• Compito assegnato A
Nel brano sul film, quale carta la cartomante sottrae al cliente?

• Brano di testo

Dunque il tuo film racconta una fabula? Ce la vuoi esporre?
Volentieri. Il film è organizzato secondo un prologo, una giornata e un lungo epilogo. Il prologo presenta aspetti e momenti ambigui di due esistenze: un'aristocratica dalla mobile vita parla di sé come se fosse di casa ovunque e invece lascia nello spettatore l′impressione che forse non lo è da nessuna parte; una giovane donna cerca di riaccendere un amore spento, ma la risposta del suo amato (che non è nemmeno presente) resta legata al passato. Già nel prologo compare Tiresia, testimone quasi sempre muto di vari episodi.
Il resto del film si svolge nell′arco di una giornata. Al mattino, in uno squallido paesaggio tre ragazze (le “figlie del Tamigi”) riflettono sulle loro tristi storie sentimentali, dalle quali pare che non possa esserci scampo. Una cartomante, che disapprova guardandole da una finestra, imbroglia poi il cliente sottraendogli la carta decisiva, il segno della fertilità (l′impiccato).
Il cliente imbrogliato si accompagna a un amico e insieme incontrano Flebas, il marinaio fenicio che ha vissuto lunghe vite. Costui fa strane proposte, cercando di sostenerle con una cospicua somma di denaro. L′amico lo deride e lo lascia. Lo spettatore viene a sapere che la morte per acqua, da cui la cartomante aveva messo in guardia il cliente, è invece il destino di Flebas. Il cliente e il suo amico proseguono ma si separano ben presto: l′amico si reca dalla signora Porter e sua figlia, cioè in un bordello. Il cliente va a casa di una dattilografa, con cui ha un appuntamento. Qui ha luogo un′avventura non meno triste di quelle raccontate finora. A tarda sera la scena si sposta nella casa di una nobildonna, guardata a vista da due signore che passano il tempo giocando una partita a scacchi. La nobildonna, intenta alla toeletta, è coinvolta in un impensabile dialogo con un uomo amato, non presente; il colloquio è di fatto un soliloquio della donna davanti allo specchio. E come tema ha la morte; forse l′amato stesso è morto. Un misterioso accenno richiama nuovamente la morte per acqua; e il monologo si chiude, in maniera ancora più allusiva, con un accenno a occhi di morti, “occhi senza palpebre”.
Ormai è notte. In tutt′altro ambiente due donne del popolo stanno sparlando di una loro amica, ridotta male da aborti e gravidanze. Malignamente pensano a come sarà difficile la convivenza col marito, appena congedato da sotto le armi. Tiresia fa il punto della situazione. La folla della città in cui si sono svolti questi momenti pare più morta che viva; e tuttavia nella città stessa sembrano essere possibili momenti di calore umano, per quanto inumana la città appaia nel suo complesso. Dunque deve essere possibile un qualche esito positivo, che il finale cerca di individuare.

• Compito assegnato B
Estrai tutte le righe che contengono la stringa "rugby", tenendo conto di maiuscole e minuscole.

• Dati forniti
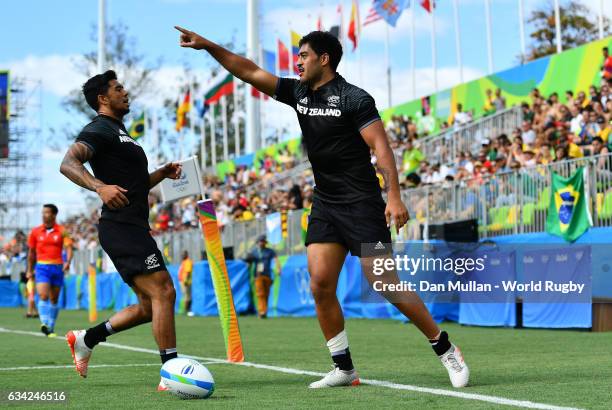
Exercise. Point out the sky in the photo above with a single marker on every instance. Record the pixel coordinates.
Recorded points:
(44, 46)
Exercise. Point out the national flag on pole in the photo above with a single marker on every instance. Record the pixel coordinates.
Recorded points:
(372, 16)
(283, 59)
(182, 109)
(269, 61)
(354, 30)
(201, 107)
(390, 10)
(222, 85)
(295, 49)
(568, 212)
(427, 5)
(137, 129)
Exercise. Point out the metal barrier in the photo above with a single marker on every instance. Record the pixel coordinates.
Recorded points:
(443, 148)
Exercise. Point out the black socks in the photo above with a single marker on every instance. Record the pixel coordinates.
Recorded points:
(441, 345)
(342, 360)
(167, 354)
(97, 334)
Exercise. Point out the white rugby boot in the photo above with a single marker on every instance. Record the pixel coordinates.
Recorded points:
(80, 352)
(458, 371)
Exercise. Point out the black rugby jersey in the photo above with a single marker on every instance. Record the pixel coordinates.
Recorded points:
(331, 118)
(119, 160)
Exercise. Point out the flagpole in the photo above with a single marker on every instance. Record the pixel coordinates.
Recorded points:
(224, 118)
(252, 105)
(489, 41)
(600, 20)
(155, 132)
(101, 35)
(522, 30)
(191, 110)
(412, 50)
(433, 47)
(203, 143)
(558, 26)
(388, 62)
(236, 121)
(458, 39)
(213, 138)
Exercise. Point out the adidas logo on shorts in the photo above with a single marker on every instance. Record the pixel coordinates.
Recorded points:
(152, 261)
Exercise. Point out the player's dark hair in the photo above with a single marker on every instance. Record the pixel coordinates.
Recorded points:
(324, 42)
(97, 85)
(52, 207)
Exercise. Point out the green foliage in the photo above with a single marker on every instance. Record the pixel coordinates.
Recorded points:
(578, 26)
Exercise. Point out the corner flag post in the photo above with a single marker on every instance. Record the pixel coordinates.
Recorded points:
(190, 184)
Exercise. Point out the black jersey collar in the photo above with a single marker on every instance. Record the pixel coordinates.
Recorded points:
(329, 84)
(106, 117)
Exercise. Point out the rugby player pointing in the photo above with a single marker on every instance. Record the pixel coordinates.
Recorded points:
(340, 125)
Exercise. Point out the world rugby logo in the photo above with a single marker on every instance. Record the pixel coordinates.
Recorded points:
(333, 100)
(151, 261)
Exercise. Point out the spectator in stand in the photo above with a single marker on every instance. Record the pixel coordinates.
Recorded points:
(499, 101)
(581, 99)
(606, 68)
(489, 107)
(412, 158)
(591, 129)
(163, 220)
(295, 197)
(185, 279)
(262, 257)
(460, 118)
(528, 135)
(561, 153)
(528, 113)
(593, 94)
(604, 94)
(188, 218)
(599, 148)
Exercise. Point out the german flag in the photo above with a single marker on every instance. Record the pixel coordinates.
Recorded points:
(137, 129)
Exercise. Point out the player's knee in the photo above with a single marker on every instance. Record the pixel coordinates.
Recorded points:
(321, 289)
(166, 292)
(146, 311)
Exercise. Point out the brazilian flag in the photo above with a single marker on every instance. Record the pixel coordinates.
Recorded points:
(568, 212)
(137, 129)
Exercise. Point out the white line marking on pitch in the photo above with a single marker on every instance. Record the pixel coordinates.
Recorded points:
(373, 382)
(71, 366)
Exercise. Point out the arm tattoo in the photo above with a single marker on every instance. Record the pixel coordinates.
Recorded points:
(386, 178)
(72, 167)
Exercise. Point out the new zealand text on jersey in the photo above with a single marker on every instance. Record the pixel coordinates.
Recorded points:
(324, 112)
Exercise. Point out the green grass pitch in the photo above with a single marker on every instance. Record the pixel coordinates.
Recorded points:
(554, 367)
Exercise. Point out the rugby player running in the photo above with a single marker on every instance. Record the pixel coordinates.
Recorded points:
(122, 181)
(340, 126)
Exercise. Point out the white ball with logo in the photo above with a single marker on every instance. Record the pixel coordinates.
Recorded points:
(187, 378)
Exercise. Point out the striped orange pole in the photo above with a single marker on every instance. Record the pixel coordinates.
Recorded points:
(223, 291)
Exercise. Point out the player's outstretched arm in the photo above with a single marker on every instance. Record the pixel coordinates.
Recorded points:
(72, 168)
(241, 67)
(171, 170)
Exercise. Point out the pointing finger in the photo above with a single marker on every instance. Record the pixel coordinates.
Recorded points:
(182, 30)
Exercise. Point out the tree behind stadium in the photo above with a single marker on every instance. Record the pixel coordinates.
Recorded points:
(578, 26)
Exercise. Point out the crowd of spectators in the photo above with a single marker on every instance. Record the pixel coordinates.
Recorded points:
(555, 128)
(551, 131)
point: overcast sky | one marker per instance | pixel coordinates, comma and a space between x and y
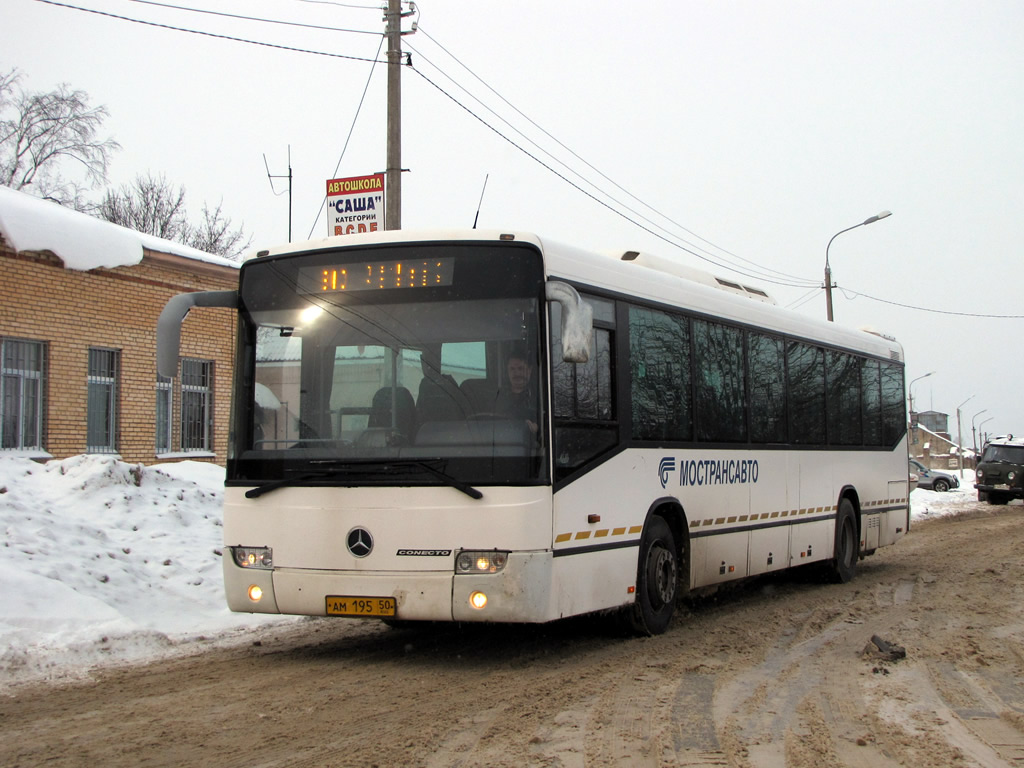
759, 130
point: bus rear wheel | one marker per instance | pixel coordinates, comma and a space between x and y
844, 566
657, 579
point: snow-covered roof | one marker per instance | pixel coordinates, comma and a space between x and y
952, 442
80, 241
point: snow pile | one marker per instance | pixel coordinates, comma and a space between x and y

• Risultato corretto A
La cartomante gli sottrae la carta decisiva, il segno della fertilità, cioè l′impiccato.

• Risultato corretto B
Exercise. Point out the white rugby boot in the photo above with a single marker on every instance. Record the pixel coordinates.
Exercise. Point out the black rugby jersey in the photo above with a single marker on every instance. Record the pixel coordinates.
Exercise. Point out the rugby player pointing in the photo above with a single marker on every instance. Record the pixel coordinates.
Exercise. Point out the world rugby logo in the photo above with a single marker on every instance. Record the pixel coordinates.
Exercise. Point out the rugby player running in the photo above with a single marker on every instance. Record the pixel coordinates.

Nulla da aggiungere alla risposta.